In its wisdom, the Supreme Court yesterday decided to hear two cases that will determine the shape of marriage in America — who, by mutual consent, gets to marry the person of his or choosing, with the full benefits and obligations of that legal status, and who does not. One case is a challenge to the federal Defense of Marriage Act, and the other, a challenge to the California law, passed by voter referendum, known as Proposition 8.
Being a person of suspicious nature, and having covered the right wing of American politics for decades, I confess to some trepidation at the prospect of the high court, in its current wing-nut-majority composition, taking up these cases in tandem.
Apologists for DOMA, such as President Bill Clinton, who signed it into law, like to downplay its reach, and spin it in a folksy, states’ rights kind of a way. In 2004, Clinton explained it to me this way:
“[W]hen I signed the Defense of Marriage Act, all it did was to say it’s still a question of state law…,” Clinton continued. “That’s the way America’s always been.”
(New York magazine offers an enlightening compendium of Clinton’s DOMA excuses, here.)
Were that actually the case, one would expect the Roberts court to uphold DOMA. But Clinton conveniently leaves out the part where DOMA deprives same-sex couples legally married in those states of such federal entitlements as spousal Social Security benefits, and demands a tax penalty on the estates of deceased spouses of same-sex couples before those assets pass on to the surviving spouse. (The latter is at issue in the DOMA case the court is taking up.) So, it’s hard to see how even a right-wing majority could uphold DOMA as constitutional. That’s where Prop 8 comes in, and why I fear jurisprudential mischief.

### [Stated problem 1]
In the listing, begin at the line that has "Sports analytics pipeline — locate the girl in" and stop after the line that has "(122, 120), (188, 155)". Write those lines out again, switching "pixel coordinates" to "point coordinates" and leaving everything else unchanged.
The listing that follows has no connection to the marriage commentary.

### [Task input]
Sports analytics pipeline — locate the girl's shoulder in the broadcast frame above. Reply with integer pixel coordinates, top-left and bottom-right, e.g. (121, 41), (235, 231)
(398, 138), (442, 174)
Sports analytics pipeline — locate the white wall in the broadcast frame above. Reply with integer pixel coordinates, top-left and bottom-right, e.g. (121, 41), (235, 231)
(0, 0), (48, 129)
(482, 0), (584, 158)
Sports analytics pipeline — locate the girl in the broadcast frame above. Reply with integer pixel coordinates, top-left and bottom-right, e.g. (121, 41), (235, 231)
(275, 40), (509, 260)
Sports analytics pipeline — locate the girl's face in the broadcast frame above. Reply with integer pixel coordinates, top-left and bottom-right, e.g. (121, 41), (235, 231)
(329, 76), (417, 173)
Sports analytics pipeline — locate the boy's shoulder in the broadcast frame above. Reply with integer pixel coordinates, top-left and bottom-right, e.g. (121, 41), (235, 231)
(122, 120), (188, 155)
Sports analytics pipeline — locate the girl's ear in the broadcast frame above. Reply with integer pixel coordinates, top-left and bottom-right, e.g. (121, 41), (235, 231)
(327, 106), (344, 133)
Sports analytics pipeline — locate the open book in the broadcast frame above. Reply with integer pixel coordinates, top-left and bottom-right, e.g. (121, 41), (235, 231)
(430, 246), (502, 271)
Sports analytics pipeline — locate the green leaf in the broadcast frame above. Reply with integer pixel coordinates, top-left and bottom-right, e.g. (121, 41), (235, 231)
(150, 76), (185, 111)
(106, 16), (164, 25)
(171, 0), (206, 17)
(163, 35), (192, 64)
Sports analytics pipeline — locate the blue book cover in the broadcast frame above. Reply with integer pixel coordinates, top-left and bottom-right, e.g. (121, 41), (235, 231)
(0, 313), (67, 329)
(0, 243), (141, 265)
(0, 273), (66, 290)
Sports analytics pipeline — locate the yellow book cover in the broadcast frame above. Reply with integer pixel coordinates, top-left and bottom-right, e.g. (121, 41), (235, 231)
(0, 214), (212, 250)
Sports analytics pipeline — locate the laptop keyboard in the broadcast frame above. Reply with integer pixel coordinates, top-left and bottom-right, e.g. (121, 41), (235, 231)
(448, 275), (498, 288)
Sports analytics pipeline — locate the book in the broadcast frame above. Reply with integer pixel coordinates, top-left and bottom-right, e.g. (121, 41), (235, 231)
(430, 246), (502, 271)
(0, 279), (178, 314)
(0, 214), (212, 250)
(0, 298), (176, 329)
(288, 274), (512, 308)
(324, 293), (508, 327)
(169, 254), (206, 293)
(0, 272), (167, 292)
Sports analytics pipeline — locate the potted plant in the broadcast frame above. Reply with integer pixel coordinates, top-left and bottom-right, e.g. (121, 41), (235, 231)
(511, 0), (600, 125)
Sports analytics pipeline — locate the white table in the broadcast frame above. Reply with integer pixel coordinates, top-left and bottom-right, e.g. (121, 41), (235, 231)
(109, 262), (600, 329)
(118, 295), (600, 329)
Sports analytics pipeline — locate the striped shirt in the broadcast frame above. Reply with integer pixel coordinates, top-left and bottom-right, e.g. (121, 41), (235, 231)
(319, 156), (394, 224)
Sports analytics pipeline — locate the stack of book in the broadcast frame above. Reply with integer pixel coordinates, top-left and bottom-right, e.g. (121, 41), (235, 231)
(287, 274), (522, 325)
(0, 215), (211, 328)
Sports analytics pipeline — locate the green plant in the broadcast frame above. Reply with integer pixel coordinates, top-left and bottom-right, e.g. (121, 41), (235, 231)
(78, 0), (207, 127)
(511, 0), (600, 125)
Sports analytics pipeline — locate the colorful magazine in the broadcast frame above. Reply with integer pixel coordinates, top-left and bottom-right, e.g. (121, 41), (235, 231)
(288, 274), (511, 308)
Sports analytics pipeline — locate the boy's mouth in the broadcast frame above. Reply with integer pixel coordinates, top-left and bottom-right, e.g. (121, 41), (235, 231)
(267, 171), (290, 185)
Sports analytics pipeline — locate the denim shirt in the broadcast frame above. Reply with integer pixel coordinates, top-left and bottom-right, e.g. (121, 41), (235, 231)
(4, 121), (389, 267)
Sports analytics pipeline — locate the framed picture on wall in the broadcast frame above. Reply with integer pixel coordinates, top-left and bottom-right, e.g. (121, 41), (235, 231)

### [Stated problem 2]
Reproduce the marriage commentary in full, word for word.

### [Correct result 1]
Sports analytics pipeline — locate the girl in the broadcast frame above. Reply with integer point coordinates, top-left and bottom-right, e.g. (121, 41), (235, 231)
(275, 40), (509, 260)
Sports analytics pipeline — locate the girl's face in the broadcast frame above. Reply with integer point coordinates, top-left and bottom-right, e.g. (121, 41), (235, 231)
(329, 76), (417, 173)
Sports analytics pipeline — locate the boy's shoulder in the broadcast frame above. Reply with integer point coordinates, top-left and bottom-right, e.g. (121, 41), (235, 231)
(122, 120), (188, 155)

### [Correct result 2]
In its wisdom, the Supreme Court yesterday decided to hear two cases that will determine the shape of marriage in America — who, by mutual consent, gets to marry the person of his or choosing, with the full benefits and obligations of that legal status, and who does not. One case is a challenge to the federal Defense of Marriage Act, and the other, a challenge to the California law, passed by voter referendum, known as Proposition 8.
Being a person of suspicious nature, and having covered the right wing of American politics for decades, I confess to some trepidation at the prospect of the high court, in its current wing-nut-majority composition, taking up these cases in tandem.
Apologists for DOMA, such as President Bill Clinton, who signed it into law, like to downplay its reach, and spin it in a folksy, states’ rights kind of a way. In 2004, Clinton explained it to me this way:
“[W]hen I signed the Defense of Marriage Act, all it did was to say it’s still a question of state law…,” Clinton continued. “That’s the way America’s always been.”
(New York magazine offers an enlightening compendium of Clinton’s DOMA excuses, here.)
Were that actually the case, one would expect the Roberts court to uphold DOMA. But Clinton conveniently leaves out the part where DOMA deprives same-sex couples legally married in those states of such federal entitlements as spousal Social Security benefits, and demands a tax penalty on the estates of deceased spouses of same-sex couples before those assets pass on to the surviving spouse. (The latter is at issue in the DOMA case the court is taking up.) So, it’s hard to see how even a right-wing majority could uphold DOMA as constitutional. That’s where Prop 8 comes in, and why I fear jurisprudential mischief.